WRITTEN REQUEST 1 -
Rewrite the Public-Root article from "P-R arose because" up to and including "securing their mark.", with "tremendous" changed to "enormous".
WRITTEN REQUEST 2 -
What fee does the Public-Root article give for applying for a new TLD under Public-Root?
WRITTEN REQUEST 3 -
Which example TLDs does the Public-Root article give for the new corporate and public categories?

[START PASSAGE]

Public-Root Said to be the Next-Generation of Internet Addressing


THURSDAY, JULY 21, 2005 WASHINGTON INTERNET DAILY: ICANN's domain name system (DNS) is an 8-track tape player about to be overtaken by MP3, the developer of a new alternate root told Washington Internet Daily Wed. Unlike ICANN's cumbersome -- and controversial -- TLD-approval process, Public-Root (P-R), an international, nonprofit federation of independent root operators, is building an addressing regime in which TLDs will be available quickly and inexpensively, said Marty van Veluw, managing dir. of Unified Identity Technology UNIDT, the Dutch company that will develop and market the new TLDs. Far from being a threat to ICANN, he said, the new system exists alongside it, resolving all ICANN and country-code TLDs as well as those of other alternate roots such as New.net.

P-R arose because of the tremendous demand for TLDs, said van Veluw. The new TLDs -- which van Veluw said would never duplicate existing ones -- will be corporate (.saab, .coke) and public (.movies, .voip, and the like). Whoever purchases a particular TLD will decide what 2nd level domain names (car.forsale, for instance) will be available at what price. Applying for a new TLD is simple, and, compared with ICANN's $50,000 fee, inexpensive at $1,000. Trademark owners must prove ownership before securing their mark.

P-R's architecture permits more-accurate navigation, van Veluw said. Searches are still routed from an Internet Protocol address to a particular domain name, but clearly denominated company and public-portal TLDs make location easier and more standardized. Someone searching for contact information for a particular company can go straight to that web page (mail.unidt) instead of having to first locate the corporate site and then click on the "contact" link, he said: "We're going to burn [domain names] into everyone's brains" to streamline searches.

The targeted addressing regime could prove a boon to mobile companies and users as well, van Veluw said. It will take less time to reach websites, cutting call charges. And because it resolves all TLDs in all public roots, PR is, in effect, a bigger phone book.

[END PASSAGE]
[START DATA ROWS]

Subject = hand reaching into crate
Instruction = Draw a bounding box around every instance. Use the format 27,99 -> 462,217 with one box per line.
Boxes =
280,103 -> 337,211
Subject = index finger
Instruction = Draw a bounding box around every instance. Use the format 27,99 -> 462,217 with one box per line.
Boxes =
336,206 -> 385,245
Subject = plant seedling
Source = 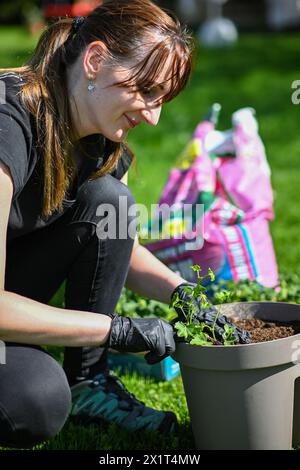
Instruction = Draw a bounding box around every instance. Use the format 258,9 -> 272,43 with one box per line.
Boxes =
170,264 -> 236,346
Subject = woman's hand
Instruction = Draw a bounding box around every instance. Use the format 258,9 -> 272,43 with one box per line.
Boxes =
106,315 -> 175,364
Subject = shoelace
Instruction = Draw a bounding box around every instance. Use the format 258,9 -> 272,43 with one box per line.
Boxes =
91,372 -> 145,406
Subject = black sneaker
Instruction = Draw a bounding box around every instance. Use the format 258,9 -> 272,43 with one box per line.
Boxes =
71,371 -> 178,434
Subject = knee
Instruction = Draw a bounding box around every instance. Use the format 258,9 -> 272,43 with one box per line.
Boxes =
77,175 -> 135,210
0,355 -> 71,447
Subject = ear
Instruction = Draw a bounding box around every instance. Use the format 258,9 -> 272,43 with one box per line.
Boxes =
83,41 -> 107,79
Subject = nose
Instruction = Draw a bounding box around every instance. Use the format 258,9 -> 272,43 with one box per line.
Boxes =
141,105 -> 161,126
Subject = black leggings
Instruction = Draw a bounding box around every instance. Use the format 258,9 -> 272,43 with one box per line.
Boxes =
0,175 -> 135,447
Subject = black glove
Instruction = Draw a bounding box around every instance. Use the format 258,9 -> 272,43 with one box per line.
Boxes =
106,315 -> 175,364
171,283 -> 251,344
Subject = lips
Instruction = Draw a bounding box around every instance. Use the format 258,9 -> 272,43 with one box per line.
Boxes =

[END DATA ROWS]

TASK OUTPUT 1 -
P-R arose because of the enormous demand for TLDs, said van Veluw. The new TLDs -- which van Veluw said would never duplicate existing ones -- will be corporate (.saab, .coke) and public (.movies, .voip, and the like). Whoever purchases a particular TLD will decide what 2nd level domain names (car.forsale, for instance) will be available at what price. Applying for a new TLD is simple, and, compared with ICANN's $50,000 fee, inexpensive at $1,000. Trademark owners must prove ownership before securing their mark.

TASK OUTPUT 2 -
$1,000

TASK OUTPUT 3 -
.saab, .coke, .movies, .voip